**PAGE EXTRACT:**

The COVID-19 pandemic has had an unprecedented effect on Australian businesses. Employers have had to, with little notice, adapt to these changing circumstances to try and minimise the adverse impact of lockdowns on the business and its employees.
During the pandemic, many employers have been forced to implement redundancies as a means of trying to survive. Reduced employment opportunities have also resulted in greater scrutiny being placed on employers to ensure that the implementation of redundancies is genuine and is done with proper fairness.
Failure to properly implement redundancies can result in an employee’s dismissal being found to be unfair, as was the case in the recent decision of Sposito v Maori Chief Hotel  FWC 700.
In this matter, the employee was engaged as a Chef at the Maori Chief Hotel (the Employer) which operated in Melbourne.
In or about July 2020, the Employer informed the employee via email that the government-mandated lockdown left it no choice but to cease trade and that it did not expect business to continue until a vaccine became available. Attached to the email was a letter informing the employee that her position was to be made redundant due to the operational requirements of the business.
At the time of the dismissal, the employee did not contest that her position was made redundant given that she held a genuine belief that the Employer was permanently closing the business. However, in or about October 2020, the employee became aware via a Facebook post that the Employer’s business was re-opening and that they were “looking for chefs”.
The employee subsequently lodged an application in the Fair Work Commission (FWC) contending that her dismissal was unfair because her position was not actually redundant.

**TASK REQUIREMENTS:**
1. Put this sentence from the redundancy article into Spanish: "In this matter, the employee was engaged as a Chef at the Maori Chief Hotel (the Employer) which operated in Melbourne."
2. Duplicate everything in the redundancy article from "In this matter, the" down to "of the business.".

**SUPPLIED RECORDS:**

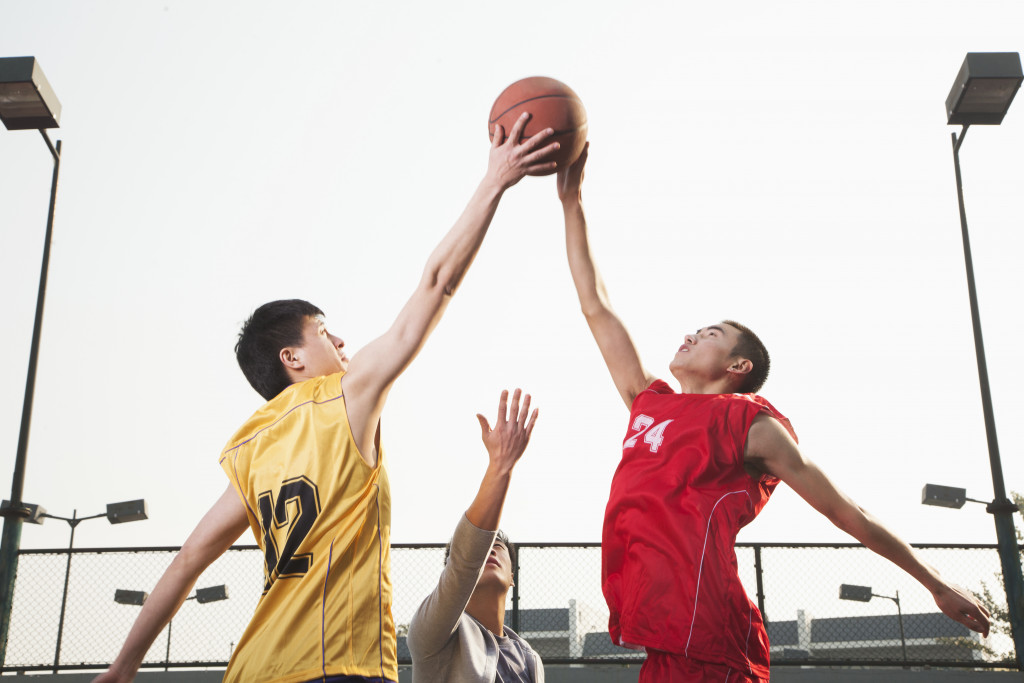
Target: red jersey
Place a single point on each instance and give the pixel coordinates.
(678, 499)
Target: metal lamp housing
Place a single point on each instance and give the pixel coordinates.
(943, 497)
(27, 100)
(129, 511)
(856, 593)
(130, 597)
(30, 512)
(212, 594)
(984, 88)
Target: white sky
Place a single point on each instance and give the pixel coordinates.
(784, 164)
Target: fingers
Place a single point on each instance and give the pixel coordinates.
(484, 426)
(532, 421)
(502, 409)
(524, 413)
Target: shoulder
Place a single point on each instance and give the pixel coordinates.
(766, 409)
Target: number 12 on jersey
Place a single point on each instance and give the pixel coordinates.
(652, 435)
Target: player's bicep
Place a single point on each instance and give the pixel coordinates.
(620, 354)
(771, 450)
(218, 528)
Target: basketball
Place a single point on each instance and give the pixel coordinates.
(551, 103)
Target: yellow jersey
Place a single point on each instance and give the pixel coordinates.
(323, 518)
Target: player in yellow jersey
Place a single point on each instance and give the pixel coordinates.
(307, 472)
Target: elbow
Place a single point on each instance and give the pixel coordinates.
(442, 282)
(851, 520)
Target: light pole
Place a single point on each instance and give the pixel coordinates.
(27, 101)
(203, 595)
(981, 94)
(864, 594)
(117, 513)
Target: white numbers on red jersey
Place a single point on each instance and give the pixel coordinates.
(652, 436)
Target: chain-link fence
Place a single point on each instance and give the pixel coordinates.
(556, 604)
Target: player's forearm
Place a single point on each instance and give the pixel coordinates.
(485, 510)
(452, 258)
(160, 607)
(878, 538)
(586, 278)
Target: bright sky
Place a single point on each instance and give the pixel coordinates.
(783, 164)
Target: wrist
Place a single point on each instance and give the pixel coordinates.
(572, 203)
(492, 186)
(500, 472)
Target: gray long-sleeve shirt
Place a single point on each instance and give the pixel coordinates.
(446, 644)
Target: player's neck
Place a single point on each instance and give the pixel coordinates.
(487, 607)
(689, 384)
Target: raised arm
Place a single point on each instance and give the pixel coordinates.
(612, 338)
(215, 532)
(438, 615)
(375, 368)
(771, 450)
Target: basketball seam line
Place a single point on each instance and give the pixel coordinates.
(528, 100)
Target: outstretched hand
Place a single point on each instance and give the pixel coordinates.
(961, 606)
(507, 441)
(570, 177)
(511, 159)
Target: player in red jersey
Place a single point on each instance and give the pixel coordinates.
(696, 467)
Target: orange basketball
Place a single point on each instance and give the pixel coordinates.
(551, 103)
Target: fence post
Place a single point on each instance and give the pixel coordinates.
(758, 571)
(515, 592)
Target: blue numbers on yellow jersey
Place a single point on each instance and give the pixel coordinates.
(286, 523)
(652, 436)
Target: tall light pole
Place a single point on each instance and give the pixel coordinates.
(27, 101)
(981, 94)
(117, 513)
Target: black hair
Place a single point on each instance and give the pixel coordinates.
(271, 328)
(751, 347)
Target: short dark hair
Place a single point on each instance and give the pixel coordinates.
(501, 537)
(751, 347)
(271, 327)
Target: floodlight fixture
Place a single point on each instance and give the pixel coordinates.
(943, 497)
(128, 511)
(984, 88)
(856, 593)
(29, 512)
(212, 594)
(864, 594)
(27, 100)
(123, 597)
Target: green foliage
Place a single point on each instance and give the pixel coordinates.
(995, 604)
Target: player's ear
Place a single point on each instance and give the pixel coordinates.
(291, 357)
(739, 366)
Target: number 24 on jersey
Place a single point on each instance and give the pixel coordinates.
(652, 434)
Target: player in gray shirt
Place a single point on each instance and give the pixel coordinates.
(458, 635)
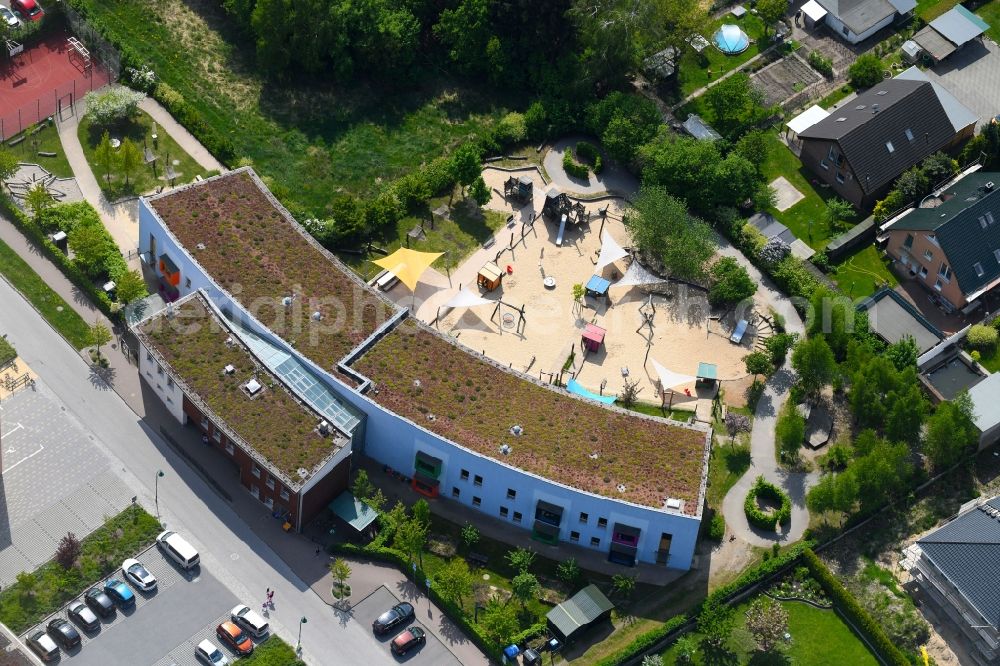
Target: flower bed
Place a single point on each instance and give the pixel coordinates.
(767, 519)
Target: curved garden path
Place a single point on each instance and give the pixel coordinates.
(762, 453)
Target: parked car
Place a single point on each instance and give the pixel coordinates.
(392, 618)
(29, 9)
(64, 633)
(409, 639)
(234, 637)
(43, 645)
(138, 575)
(250, 620)
(9, 17)
(99, 602)
(207, 653)
(83, 616)
(119, 592)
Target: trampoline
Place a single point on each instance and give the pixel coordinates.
(730, 39)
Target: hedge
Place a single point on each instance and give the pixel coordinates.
(858, 616)
(747, 579)
(768, 520)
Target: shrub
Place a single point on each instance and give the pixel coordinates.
(853, 610)
(767, 519)
(982, 337)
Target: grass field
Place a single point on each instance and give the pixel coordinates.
(144, 179)
(55, 310)
(819, 638)
(313, 141)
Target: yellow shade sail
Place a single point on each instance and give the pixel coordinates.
(408, 265)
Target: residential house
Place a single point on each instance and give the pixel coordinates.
(861, 148)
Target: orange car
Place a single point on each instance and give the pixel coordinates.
(235, 638)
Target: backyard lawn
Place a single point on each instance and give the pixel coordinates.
(146, 178)
(819, 638)
(45, 140)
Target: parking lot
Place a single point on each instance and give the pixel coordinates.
(433, 653)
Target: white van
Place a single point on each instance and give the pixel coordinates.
(179, 550)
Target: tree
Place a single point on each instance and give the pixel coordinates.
(106, 156)
(866, 71)
(129, 158)
(99, 335)
(454, 582)
(68, 551)
(521, 559)
(470, 535)
(130, 286)
(814, 363)
(729, 282)
(767, 622)
(525, 587)
(661, 225)
(758, 363)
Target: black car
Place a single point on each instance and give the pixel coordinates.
(392, 618)
(99, 602)
(64, 633)
(83, 616)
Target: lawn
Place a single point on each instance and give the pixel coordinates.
(314, 140)
(55, 310)
(36, 595)
(46, 140)
(146, 178)
(819, 638)
(862, 273)
(693, 69)
(806, 219)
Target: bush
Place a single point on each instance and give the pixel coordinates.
(853, 610)
(767, 519)
(982, 337)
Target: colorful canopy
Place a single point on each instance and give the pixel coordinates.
(408, 265)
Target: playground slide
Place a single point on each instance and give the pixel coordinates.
(562, 230)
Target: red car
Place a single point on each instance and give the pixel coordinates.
(29, 9)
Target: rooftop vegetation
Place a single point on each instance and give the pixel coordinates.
(261, 256)
(419, 374)
(274, 423)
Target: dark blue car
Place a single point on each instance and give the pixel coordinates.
(120, 592)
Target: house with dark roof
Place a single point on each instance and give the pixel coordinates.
(860, 149)
(950, 242)
(857, 20)
(956, 567)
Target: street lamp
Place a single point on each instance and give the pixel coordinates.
(156, 487)
(298, 646)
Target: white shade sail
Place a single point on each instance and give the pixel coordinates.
(669, 379)
(466, 298)
(611, 251)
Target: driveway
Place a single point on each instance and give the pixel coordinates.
(972, 75)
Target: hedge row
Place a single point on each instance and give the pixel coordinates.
(853, 610)
(56, 256)
(768, 520)
(747, 579)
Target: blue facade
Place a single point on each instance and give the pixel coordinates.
(552, 511)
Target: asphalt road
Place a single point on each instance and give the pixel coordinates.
(230, 550)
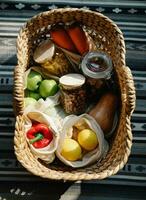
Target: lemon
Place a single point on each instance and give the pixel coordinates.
(87, 139)
(71, 150)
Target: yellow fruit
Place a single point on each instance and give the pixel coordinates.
(87, 139)
(71, 150)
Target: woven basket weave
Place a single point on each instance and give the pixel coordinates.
(109, 38)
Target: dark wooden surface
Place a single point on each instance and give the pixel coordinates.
(15, 181)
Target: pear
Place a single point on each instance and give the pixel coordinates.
(104, 111)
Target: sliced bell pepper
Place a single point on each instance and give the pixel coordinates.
(39, 135)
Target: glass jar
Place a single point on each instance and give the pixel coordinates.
(73, 93)
(97, 65)
(97, 68)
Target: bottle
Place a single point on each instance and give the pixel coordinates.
(97, 68)
(73, 93)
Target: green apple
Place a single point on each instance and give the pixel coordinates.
(32, 94)
(33, 80)
(29, 101)
(48, 88)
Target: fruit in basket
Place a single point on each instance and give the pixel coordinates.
(104, 111)
(32, 94)
(29, 101)
(48, 88)
(78, 37)
(39, 135)
(87, 139)
(61, 38)
(33, 80)
(71, 150)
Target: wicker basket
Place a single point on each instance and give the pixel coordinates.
(109, 39)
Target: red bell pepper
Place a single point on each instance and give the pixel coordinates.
(78, 37)
(39, 135)
(62, 39)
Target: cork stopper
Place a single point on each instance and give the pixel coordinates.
(44, 51)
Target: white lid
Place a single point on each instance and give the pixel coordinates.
(44, 51)
(72, 80)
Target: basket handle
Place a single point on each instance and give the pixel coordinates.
(130, 89)
(18, 91)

**ANSWERS TO THE TASKS:**
1. En este caso, la empleada fue contratada como chef en el Maori Chief Hotel (el Empleador), que operaba en Melbourne.

2.
In this matter, the employee was engaged as a Chef at the Maori Chief Hotel (the Employer) which operated in Melbourne.
In or about July 2020, the Employer informed the employee via email that the government-mandated lockdown left it no choice but to cease trade and that it did not expect business to continue until a vaccine became available. Attached to the email was a letter informing the employee that her position was to be made redundant due to the operational requirements of the business.